# Set of tasks
a) Quote the passage on Indonesia's halal law word for word, starting at "Non-halal products circulated" and ending at "halal certificate issuer.".
b) For each statement below, say yes or no according to the passage on Indonesia's halal law, and quote the words that decide it: (i) Once secured, a halal certificate is valid for four years. (ii) Overseas products with halal certificates are recognized automatically. (iii) The Halal Inspection Institution must employ at least five inspectors.

___ Source ___

It will also apply to functional goods that can be worn, used, utilized, imported and circulated in Indonesia’s territory.

Under Islamic law, some materials are considered haram (forbidden, the opposite of halal) for consumption, including pork, alcohol, blood and other things considered as containing impurities. The law was enacted to protect the nation’s Muslim population from being exposed to non-halal products.

The new law states that halal checking will also include the manufacturing process, packaging, distribution, sales and serving. Muslims need to ensure that halal products are not mixed with non-halal products during production and distribution.

Non-halal products circulated in Southeast Asia’s largest economy must be labeled “non-halal.”

Previously, halal certification was supervised by the MUI. However, the new law now mandates the establishment of a new agency, the Halal Product Guarantee Agency, known as BPJPH. This agency, which will be supervised by the Ministry of Religious Affairs, will be responsible for issuing halal certificates to producers.


The September law mandates the establishment of BPJPH within three years of the law being enacted. In the meantime, MUI is still the authorized halal certificate issuer.

Although the BPJPH will issue the certificates, the halal verification process will be handed over to a third party called the Halal Inspection Institution, known as LPH, which will go out into the field to check on the processing of raw materials inside or outside of the manufacturing facilities.

It will also check the composition of raw materials, and the government has set a requirement that it must employ at least three inspectors, operate its own laboratory or use other certified parties that have laboratories to support the halal check for products.

The government is also required to issue a regulation to further regulate the LPH.

Hasanuddin said there will also be an agency that audits the halal certificates, and that MUI will play an important role in passing judgment over halal and haram definitions.

According to the new law, the government is required to issue the implementing regulations within two years and effectively implement the law within five years after it was enacted. This means that by 2019, halal labeling will be mandatory for all products circulated in Indonesia.

The law also said it will acknowledge products from overseas that have halal certificates, but it is not automatically granted as there must be cooperation in place between Indonesia and the foreign government from where the product originates.

Under the new law, a halal certificate, once secured, is valid for four years, and subject to extensions.

Business prefers the old system

However, not everyone is happy about the new law. Much of the business community – both domestic and foreign – has said it prefers the previous, voluntary labeling system.

___ Given data ___

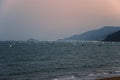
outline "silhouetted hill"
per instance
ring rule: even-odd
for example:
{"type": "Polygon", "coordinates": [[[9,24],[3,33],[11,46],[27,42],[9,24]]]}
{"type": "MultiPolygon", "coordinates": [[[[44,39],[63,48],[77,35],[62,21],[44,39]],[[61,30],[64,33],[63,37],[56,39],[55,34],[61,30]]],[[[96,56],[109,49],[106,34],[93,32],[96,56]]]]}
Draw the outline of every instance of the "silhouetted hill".
{"type": "Polygon", "coordinates": [[[120,42],[120,31],[117,31],[113,34],[108,35],[104,41],[120,42]]]}
{"type": "Polygon", "coordinates": [[[74,35],[63,40],[85,40],[85,41],[101,41],[104,40],[108,35],[119,31],[120,26],[105,26],[103,28],[88,31],[82,34],[74,35]]]}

___

# Answers per task
a)
Non-halal products circulated in Southeast Asia’s largest economy must be labeled “non-halal.”

Previously, halal certification was supervised by the MUI. However, the new law now mandates the establishment of a new agency, the Halal Product Guarantee Agency, known as BPJPH. This agency, which will be supervised by the Ministry of Religious Affairs, will be responsible for issuing halal certificates to producers.


The September law mandates the establishment of BPJPH within three years of the law being enacted. In the meantime, MUI is still the authorized halal certificate issuer.

b)
(i) Yes: "a halal certificate, once secured, is valid for four years, and subject to extensions."
(ii) No: "it is not automatically granted as there must be cooperation in place between Indonesia and the foreign government from where the product originates."
(iii) No: "it must employ at least three inspectors"